**RECORDS PROVIDED**

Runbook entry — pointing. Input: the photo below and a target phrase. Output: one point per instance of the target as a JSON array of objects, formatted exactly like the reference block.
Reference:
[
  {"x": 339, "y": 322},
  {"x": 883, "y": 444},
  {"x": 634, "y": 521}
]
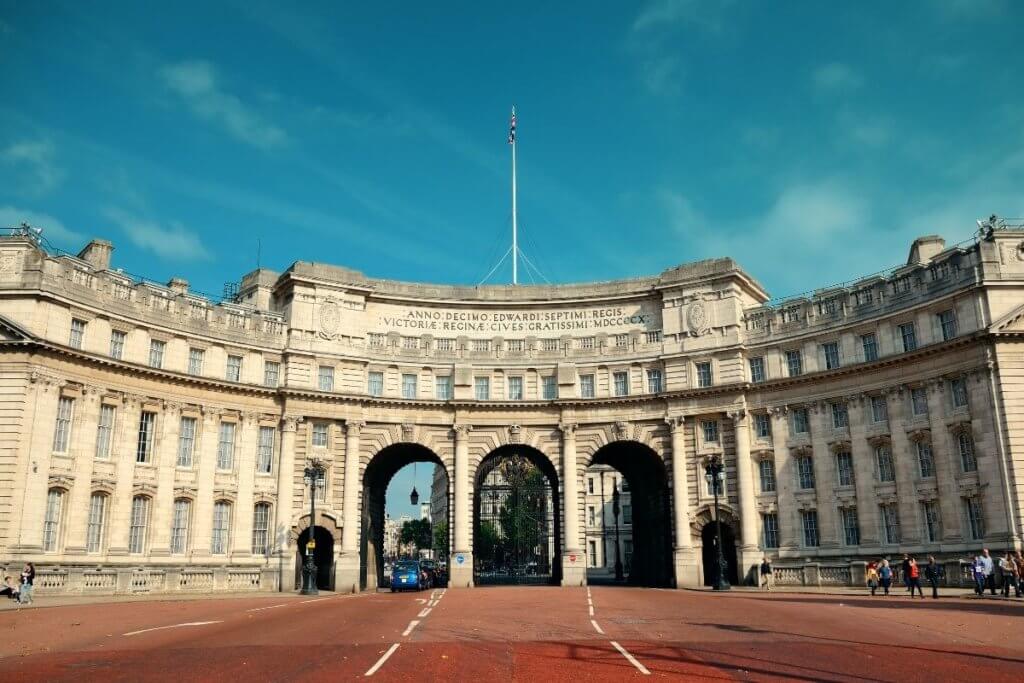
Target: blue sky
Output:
[{"x": 809, "y": 141}]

**WORK INSTRUCTION**
Leaving every picture aside, repeat the listing exactly.

**ANSWER BELOW**
Runbook entry — pointing. Input: the photo below and a target phrase. Output: one point per instance of the target as a JSON array of objects, formatted exactly like the reference block.
Reference:
[
  {"x": 339, "y": 322},
  {"x": 883, "y": 444},
  {"x": 634, "y": 521}
]
Target: blue sky
Output:
[{"x": 809, "y": 141}]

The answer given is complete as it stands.